● **BRANO CITATO**:

Un paese più unico che raro che non conosce nessuno: l’assurda storia di questo posto al limite dell’impensabile.
Immagina un luogo dove il freddo è così intenso che la morte stessa è stata messa al bando. Non è una leggenda artica né l’incipit di un racconto distopico. È una cittadina reale, isolata tra i ghiacci del circolo polare artico, dove la legge impone una regola fuori dall’ordinario: nessuno può morire.
A Longyearbyen, nell’arcipelago norvegese delle Svalbard, la vita segue ritmi diversi da quelli del mondo continentale. Il sole può non tramontare per mesi, oppure non sorgere affatto. Ma tra le sue peculiarità, ce n’è una che colpisce più di tutte: non si può essere sepolti lì. O meglio, se muori, devi andartene.
Questa norma, per quanto assurda possa sembrare, ha una motivazione concreta. Non nasce da una credenza, ma da una necessità biologica. È la terra stessa a rifiutare i morti. O meglio, il permafrost — il suolo perennemente ghiacciato — impedisce la decomposizione dei corpi, conservandoli per anni come in una sorta di ibernazione naturale.
All’inizio poteva sembrare un semplice ostacolo tecnico, ma negli anni Venti del Novecento accadde qualcosa che cambiò tutto. Durante un’epidemia di influenza spagnola, le autorità scoprirono che il virus era rimasto attivo nei cadaveri sepolti nel ghiaccio. Da allora, la sepoltura fu vietata per legge.

● **VOCI FORNITE**:
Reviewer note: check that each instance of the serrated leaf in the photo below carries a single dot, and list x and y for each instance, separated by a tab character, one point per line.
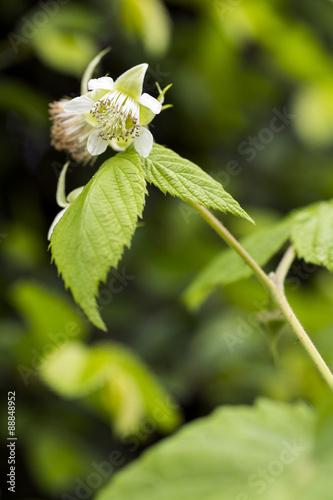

...

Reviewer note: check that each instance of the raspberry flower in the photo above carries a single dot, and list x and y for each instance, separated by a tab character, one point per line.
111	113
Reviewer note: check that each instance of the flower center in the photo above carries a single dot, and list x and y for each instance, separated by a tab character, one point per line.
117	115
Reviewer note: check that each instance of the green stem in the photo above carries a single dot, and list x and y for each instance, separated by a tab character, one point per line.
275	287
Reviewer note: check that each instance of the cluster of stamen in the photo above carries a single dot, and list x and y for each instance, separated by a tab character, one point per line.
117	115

● **ATTIVITÀ DA SVOLGERE**: Prosegui il brano su Longyearbyen e il divieto di sepoltura, riprendendo subito dopo la sua ultima frase.

● **AREA DI RISPOSTA**:
Una legge nata dal ghiaccio
Oggi chi vive a Longyearbyen sa bene che, in caso di malattia grave o vecchiaia, dovrà essere trasferito altrove. I malati terminali vengono trasportati sulla terraferma, e nessun funerale può essere celebrato sul posto. Anche le donne incinte, vicine al parto, devono lasciare la città per garantire assistenza medica adeguata.
Il piccolo cimitero locale è simbolico: nessuna nuova tomba viene aperta da decenni. I resti del passato sono lì, ancora integri, come congelati nel tempo. È un luogo che ricorda quanto l’ambiente artico possa essere implacabile anche con i morti.

Il villaggio dove si vive (e si muore) altrove
Questa regola ha fatto di Longyearbyen un caso unico al mondo. Con poco più di 2.000 abitanti, è uno dei centri abitati più a nord del pianeta. Ma nonostante la sua remota posizione, è dotata di scuole, ristoranti, persino università. Eppure, non c’è spazio per la morte.
In un mondo dove la fine della vita è parte del ciclo naturale, Longyearbyen rappresenta un’eccezione. Un luogo dove il freddo ha riscritto le regole dell’esistenza, e dove anche morire diventa un viaggio.